Data >>
================================
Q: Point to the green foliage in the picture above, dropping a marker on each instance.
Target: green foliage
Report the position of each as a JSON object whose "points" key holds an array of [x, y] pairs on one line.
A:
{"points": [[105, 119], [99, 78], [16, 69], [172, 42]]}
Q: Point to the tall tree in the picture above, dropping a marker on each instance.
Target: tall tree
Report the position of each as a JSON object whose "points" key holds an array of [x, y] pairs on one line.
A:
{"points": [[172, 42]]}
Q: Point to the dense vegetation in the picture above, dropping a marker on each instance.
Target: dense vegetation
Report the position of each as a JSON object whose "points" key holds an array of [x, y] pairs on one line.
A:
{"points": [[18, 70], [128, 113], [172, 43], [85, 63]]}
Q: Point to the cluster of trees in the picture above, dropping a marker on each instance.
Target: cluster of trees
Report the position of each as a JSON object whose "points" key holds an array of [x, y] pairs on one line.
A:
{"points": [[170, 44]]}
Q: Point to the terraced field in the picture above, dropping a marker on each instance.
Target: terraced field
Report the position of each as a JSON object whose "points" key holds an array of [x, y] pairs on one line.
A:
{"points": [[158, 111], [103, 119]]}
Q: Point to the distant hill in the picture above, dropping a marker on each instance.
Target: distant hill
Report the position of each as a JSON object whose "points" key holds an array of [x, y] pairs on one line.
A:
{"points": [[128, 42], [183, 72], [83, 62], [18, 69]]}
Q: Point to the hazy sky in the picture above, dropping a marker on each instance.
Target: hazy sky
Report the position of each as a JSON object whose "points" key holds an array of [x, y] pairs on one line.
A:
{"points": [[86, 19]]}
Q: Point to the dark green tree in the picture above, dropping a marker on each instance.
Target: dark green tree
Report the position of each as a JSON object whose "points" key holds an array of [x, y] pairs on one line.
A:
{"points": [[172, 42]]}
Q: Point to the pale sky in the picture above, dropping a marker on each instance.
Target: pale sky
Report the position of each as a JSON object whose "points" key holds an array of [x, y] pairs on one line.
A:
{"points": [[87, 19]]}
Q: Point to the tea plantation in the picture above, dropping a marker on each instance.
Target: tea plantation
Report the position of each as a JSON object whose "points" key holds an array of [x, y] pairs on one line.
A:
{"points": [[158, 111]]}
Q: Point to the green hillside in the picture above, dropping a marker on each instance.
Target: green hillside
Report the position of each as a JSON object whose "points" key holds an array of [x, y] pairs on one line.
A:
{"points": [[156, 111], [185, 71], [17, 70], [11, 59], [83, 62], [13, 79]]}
================================
What to do >> Where does the word "trees" occur in the data? Copy every line that has it.

Exercise response >>
Q: Point to the cluster of trees in the picture above, dropping a marker on each instance.
Target: cluster of trees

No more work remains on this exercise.